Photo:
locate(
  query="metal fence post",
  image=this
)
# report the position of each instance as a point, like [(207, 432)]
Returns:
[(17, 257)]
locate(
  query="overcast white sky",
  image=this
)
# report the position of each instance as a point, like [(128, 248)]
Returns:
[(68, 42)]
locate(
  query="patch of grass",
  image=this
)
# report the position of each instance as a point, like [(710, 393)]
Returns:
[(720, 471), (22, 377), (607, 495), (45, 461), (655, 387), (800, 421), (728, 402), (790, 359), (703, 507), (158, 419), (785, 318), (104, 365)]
* * *
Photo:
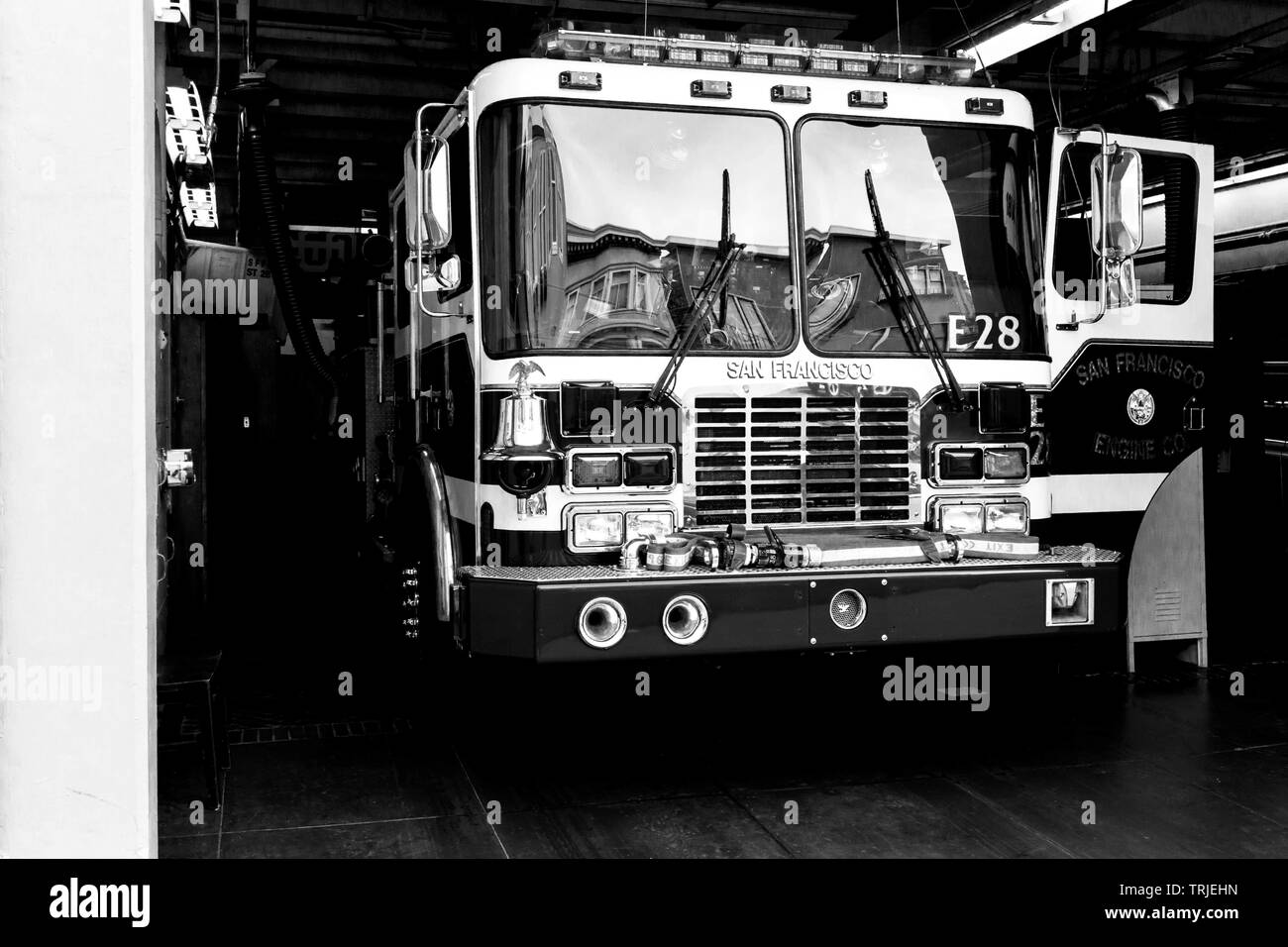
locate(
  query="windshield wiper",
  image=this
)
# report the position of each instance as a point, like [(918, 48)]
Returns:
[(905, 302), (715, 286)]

=== EXERCISE DESCRIPTION ===
Which lines of the records contain the string "instance"? Copy each one, treating case as significant.

=== SOLUTION TO THIS EXERCISE ===
# report the position of each instance as a point, like [(207, 432)]
# report the position of each instance as a point, like [(128, 248)]
# report the position of each instance as a point, like [(710, 393)]
# report the position of each instance as a point, like [(918, 48)]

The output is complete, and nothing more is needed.